**REQUEST:**
Copy out verbatim everything in the listing below from the line containing "For the photo above, indicate every instance of the green grass" down to the line containing "column 0, row 77", including both of those lines, and nothing more.

+ + + + + + +

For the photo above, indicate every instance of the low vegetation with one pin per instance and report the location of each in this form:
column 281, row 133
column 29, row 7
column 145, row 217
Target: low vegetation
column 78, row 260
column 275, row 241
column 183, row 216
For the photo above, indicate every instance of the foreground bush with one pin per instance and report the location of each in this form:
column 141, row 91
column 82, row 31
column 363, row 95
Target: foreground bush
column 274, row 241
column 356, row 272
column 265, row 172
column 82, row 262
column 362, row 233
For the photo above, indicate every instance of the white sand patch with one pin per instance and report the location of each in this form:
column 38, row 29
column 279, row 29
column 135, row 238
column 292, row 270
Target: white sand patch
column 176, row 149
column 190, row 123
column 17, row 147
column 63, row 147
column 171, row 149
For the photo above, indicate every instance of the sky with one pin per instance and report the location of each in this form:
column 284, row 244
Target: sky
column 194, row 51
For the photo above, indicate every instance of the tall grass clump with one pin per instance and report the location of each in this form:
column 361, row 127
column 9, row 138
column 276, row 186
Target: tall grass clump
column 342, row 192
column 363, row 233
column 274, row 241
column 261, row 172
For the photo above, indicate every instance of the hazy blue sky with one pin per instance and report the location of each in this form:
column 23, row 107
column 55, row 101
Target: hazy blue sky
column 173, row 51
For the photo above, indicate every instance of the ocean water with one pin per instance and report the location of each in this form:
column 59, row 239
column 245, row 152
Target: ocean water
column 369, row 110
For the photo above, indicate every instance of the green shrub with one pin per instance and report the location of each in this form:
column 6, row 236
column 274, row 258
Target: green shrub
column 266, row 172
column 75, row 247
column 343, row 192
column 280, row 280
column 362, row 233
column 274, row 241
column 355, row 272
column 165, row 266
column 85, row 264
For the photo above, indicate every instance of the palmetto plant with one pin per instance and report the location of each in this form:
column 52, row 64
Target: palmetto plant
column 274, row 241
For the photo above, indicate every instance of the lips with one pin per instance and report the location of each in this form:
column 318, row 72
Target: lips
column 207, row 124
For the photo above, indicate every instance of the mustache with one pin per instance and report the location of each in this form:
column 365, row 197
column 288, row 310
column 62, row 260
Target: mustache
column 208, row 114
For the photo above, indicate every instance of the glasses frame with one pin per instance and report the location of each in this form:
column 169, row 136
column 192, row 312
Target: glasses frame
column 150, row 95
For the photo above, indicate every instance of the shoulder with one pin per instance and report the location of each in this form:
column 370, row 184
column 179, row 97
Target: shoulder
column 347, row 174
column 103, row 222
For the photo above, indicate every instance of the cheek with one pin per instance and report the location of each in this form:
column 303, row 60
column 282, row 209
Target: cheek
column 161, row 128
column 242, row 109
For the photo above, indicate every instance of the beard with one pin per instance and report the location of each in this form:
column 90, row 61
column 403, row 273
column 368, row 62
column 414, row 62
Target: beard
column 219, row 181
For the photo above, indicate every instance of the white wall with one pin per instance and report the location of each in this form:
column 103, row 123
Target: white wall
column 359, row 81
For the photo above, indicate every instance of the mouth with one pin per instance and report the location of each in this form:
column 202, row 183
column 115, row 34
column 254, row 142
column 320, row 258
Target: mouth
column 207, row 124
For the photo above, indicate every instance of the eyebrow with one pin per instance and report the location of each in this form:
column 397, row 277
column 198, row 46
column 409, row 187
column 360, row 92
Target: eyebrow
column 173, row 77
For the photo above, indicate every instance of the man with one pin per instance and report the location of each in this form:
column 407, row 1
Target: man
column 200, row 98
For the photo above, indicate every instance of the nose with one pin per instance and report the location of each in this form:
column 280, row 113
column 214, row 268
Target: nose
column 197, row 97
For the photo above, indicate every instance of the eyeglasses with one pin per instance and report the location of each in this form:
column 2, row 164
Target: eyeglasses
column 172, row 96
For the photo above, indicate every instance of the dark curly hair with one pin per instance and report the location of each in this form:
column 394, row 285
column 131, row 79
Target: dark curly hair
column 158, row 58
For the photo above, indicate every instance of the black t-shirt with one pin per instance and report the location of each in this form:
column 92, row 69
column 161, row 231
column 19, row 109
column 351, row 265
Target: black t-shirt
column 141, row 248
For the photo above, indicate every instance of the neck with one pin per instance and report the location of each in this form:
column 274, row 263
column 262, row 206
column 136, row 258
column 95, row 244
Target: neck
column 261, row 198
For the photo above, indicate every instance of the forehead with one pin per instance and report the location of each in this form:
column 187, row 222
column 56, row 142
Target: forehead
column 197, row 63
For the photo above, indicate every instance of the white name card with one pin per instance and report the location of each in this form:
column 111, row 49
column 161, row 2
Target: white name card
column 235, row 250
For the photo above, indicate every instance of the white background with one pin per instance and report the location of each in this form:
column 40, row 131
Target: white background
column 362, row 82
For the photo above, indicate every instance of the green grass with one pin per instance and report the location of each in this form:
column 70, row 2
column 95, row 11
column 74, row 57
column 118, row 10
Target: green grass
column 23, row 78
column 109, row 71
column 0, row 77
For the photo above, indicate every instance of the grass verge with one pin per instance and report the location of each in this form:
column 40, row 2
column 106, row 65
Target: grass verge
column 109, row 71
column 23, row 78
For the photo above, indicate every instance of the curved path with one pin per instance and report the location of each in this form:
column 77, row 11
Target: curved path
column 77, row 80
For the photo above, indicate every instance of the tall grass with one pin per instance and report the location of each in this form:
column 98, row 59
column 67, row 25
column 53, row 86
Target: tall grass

+ + + + + + +

**EXERCISE RESULT:**
For the photo above, indicate every instance of the green grass with one pin per instance and report the location of each in this form:
column 70, row 2
column 95, row 11
column 74, row 57
column 118, row 10
Target: green grass
column 23, row 78
column 109, row 71
column 0, row 77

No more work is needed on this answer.